Point-per-instance localization data
————————

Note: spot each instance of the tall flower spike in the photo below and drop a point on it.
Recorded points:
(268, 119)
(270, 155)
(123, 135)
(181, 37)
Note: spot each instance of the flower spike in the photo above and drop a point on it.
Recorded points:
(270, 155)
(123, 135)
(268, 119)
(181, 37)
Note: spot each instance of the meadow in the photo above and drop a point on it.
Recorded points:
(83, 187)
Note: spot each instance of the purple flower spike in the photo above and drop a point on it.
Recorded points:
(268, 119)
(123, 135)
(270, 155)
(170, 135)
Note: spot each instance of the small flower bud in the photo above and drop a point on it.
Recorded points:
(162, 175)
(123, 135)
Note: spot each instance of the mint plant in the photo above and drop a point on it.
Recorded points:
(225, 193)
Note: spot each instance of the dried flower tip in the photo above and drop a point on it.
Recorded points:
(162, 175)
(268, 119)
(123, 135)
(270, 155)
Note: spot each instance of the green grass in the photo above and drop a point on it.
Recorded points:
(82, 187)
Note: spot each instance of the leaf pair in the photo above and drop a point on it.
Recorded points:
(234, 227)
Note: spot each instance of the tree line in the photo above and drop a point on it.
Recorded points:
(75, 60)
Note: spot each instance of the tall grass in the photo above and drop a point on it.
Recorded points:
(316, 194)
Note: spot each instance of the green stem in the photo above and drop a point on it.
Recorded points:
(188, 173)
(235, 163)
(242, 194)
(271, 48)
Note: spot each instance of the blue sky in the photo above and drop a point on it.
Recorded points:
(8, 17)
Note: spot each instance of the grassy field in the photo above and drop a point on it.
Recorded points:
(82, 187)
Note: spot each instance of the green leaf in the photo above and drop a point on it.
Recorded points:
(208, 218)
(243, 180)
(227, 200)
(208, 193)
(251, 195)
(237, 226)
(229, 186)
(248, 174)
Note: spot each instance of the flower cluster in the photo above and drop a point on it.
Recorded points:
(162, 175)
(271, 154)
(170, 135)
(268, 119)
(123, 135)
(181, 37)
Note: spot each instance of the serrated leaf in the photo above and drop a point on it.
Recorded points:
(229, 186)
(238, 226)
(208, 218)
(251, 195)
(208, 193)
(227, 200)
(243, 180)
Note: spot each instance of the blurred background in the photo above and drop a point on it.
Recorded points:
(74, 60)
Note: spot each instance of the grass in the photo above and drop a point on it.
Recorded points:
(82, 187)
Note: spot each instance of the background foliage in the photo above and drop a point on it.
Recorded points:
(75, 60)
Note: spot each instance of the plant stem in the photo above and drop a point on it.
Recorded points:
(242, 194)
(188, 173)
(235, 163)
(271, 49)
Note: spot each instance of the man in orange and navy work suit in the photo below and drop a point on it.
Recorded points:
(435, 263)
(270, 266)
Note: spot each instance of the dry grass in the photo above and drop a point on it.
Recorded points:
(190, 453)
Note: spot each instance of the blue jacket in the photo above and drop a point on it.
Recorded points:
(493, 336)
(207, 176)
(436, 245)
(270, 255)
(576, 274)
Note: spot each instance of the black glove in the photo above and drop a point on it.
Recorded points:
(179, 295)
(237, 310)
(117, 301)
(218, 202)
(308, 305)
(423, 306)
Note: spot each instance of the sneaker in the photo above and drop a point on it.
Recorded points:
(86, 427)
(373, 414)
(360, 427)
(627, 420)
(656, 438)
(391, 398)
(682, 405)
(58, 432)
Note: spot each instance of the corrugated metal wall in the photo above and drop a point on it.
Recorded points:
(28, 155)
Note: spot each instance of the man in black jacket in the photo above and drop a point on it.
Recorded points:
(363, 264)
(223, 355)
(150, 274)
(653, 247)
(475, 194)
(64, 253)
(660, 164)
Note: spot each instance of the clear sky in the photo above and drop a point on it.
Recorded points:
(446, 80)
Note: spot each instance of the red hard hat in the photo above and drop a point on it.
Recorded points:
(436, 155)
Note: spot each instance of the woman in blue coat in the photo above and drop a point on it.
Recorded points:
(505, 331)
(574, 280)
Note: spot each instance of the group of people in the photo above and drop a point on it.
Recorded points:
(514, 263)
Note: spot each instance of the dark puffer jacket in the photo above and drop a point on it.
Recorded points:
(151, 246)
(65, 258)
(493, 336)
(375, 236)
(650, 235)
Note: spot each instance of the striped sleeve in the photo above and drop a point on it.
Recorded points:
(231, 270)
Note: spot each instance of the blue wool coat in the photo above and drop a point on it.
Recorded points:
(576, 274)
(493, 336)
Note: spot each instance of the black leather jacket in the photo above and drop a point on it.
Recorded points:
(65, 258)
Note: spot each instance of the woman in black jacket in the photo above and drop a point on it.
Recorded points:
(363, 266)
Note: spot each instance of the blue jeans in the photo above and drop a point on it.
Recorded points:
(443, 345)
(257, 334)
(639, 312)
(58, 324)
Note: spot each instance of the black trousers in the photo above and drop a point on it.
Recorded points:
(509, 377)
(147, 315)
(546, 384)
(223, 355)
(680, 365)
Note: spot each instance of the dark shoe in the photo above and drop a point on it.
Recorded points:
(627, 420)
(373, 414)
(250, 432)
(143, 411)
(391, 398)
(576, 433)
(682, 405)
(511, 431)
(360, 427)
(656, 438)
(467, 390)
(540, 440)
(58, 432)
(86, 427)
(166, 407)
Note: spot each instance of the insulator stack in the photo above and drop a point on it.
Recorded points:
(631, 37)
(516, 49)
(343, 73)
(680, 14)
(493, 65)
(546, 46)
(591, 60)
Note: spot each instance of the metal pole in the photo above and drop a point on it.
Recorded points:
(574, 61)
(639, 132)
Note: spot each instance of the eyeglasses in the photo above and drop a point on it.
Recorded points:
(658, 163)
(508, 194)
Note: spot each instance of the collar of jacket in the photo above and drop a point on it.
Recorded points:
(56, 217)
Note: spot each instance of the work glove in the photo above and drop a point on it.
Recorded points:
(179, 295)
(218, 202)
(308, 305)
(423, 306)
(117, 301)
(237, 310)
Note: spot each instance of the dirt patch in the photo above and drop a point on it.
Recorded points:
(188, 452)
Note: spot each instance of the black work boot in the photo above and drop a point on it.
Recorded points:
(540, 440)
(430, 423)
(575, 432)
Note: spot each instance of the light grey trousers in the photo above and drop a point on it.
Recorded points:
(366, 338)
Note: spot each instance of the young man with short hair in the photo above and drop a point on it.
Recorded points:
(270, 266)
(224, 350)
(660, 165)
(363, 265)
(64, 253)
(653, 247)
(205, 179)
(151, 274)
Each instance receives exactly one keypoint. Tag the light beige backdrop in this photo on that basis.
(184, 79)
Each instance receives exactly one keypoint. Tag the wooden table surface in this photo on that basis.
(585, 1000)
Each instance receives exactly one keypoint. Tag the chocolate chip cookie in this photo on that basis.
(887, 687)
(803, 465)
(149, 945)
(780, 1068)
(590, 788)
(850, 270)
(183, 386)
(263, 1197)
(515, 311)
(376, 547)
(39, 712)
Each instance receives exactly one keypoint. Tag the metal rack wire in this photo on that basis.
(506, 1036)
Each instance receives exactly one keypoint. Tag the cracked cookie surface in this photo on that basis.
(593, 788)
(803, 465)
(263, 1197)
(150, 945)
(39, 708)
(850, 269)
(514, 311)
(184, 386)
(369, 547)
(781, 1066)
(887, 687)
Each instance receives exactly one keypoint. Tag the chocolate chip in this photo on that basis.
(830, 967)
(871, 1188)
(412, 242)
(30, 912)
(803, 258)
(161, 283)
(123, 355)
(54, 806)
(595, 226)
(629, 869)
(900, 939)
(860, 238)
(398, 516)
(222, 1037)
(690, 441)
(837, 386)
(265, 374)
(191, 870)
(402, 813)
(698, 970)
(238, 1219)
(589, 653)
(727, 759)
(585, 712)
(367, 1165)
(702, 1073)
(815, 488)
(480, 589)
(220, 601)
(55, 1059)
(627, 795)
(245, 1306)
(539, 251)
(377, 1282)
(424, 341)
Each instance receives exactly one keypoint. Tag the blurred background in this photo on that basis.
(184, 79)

————————

● **What to do**
Each line above that has the word "work" must be copied.

● **Solution to this exercise**
Note: spot each instance of the man in orange and navy work suit in the photo below and drop a point on it.
Note: spot each instance of the work glove in the photo above and drop a point on it.
Note: spot each instance of the black work boot in the photo above and drop a point on it.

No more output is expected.